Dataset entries
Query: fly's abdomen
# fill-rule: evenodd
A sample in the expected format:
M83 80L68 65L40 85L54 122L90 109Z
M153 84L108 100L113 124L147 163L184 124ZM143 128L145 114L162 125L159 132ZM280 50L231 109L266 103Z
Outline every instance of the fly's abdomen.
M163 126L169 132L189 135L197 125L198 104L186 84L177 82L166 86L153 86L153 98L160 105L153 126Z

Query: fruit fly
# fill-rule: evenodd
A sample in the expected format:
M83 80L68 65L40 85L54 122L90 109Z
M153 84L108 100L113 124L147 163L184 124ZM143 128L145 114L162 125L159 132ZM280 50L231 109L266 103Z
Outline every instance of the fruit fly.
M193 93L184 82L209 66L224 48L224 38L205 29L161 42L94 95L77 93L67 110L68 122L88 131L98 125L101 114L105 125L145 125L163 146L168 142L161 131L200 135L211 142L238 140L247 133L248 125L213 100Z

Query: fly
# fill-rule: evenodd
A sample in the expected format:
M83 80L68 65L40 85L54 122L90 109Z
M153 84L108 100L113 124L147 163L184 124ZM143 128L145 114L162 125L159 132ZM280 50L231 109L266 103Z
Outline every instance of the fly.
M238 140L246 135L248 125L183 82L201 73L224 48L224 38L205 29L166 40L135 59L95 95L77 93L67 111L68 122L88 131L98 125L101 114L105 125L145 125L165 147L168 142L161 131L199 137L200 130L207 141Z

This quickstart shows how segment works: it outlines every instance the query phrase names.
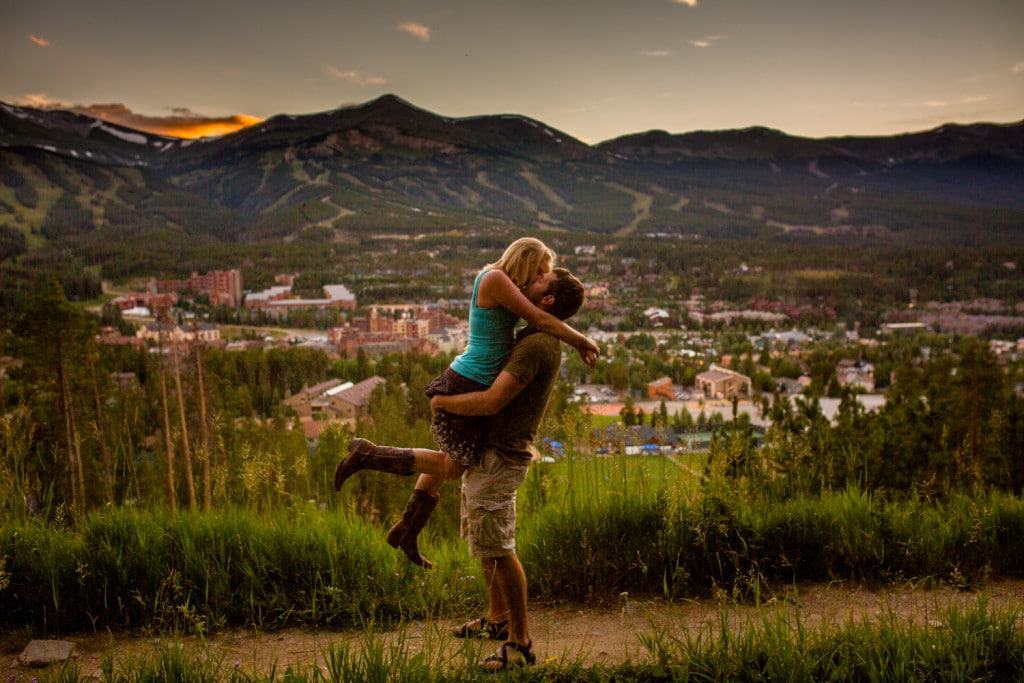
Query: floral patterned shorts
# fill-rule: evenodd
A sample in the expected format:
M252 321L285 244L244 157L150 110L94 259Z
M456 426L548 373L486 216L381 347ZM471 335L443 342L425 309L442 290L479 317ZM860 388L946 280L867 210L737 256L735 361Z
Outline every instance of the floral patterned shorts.
M451 368L446 368L427 385L426 394L431 398L457 396L474 391L486 391L489 388L486 384L480 384L463 377ZM438 448L447 453L448 457L463 467L472 467L480 463L480 457L483 455L486 424L486 418L453 415L439 410L434 413L434 419L430 423L430 433L434 435Z

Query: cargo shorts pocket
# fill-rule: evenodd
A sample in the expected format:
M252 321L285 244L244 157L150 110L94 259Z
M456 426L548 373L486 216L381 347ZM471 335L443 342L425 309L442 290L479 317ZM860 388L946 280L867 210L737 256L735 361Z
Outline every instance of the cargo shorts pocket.
M507 554L516 547L516 506L514 502L485 504L469 515L469 536L484 554Z

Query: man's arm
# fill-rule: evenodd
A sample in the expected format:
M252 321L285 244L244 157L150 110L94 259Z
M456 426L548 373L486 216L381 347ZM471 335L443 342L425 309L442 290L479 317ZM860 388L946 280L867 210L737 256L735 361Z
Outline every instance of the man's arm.
M495 415L526 385L510 372L502 370L494 384L486 391L474 391L455 396L434 396L431 410L444 410L455 415Z

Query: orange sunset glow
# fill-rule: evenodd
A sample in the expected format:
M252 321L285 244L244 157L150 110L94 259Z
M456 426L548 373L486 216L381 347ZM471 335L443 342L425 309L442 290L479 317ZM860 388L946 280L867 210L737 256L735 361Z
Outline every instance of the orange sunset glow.
M136 127L147 133L157 133L159 135L193 140L211 135L227 135L228 133L234 133L243 128L254 126L257 123L263 123L263 119L257 116L249 116L248 114L235 114L224 119L175 122L170 125L153 124L146 127L136 124Z

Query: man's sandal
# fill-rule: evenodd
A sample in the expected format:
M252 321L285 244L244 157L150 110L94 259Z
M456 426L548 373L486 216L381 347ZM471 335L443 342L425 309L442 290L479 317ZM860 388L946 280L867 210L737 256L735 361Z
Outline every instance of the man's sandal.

Exercise goal
Your output should be the lines from the one with "Query: man's sandal" through the last line of the entries above, copied exactly and nothing more.

Your solution
Query: man's sandal
# fill-rule: evenodd
A sample in the expected format:
M252 321L285 244L244 157L150 110L94 259Z
M456 426L548 373L486 216L381 347ZM471 335L443 342L425 309L442 290L479 317ZM860 388L946 280L867 210L737 256L735 361Z
Outline every instance of the man's sandal.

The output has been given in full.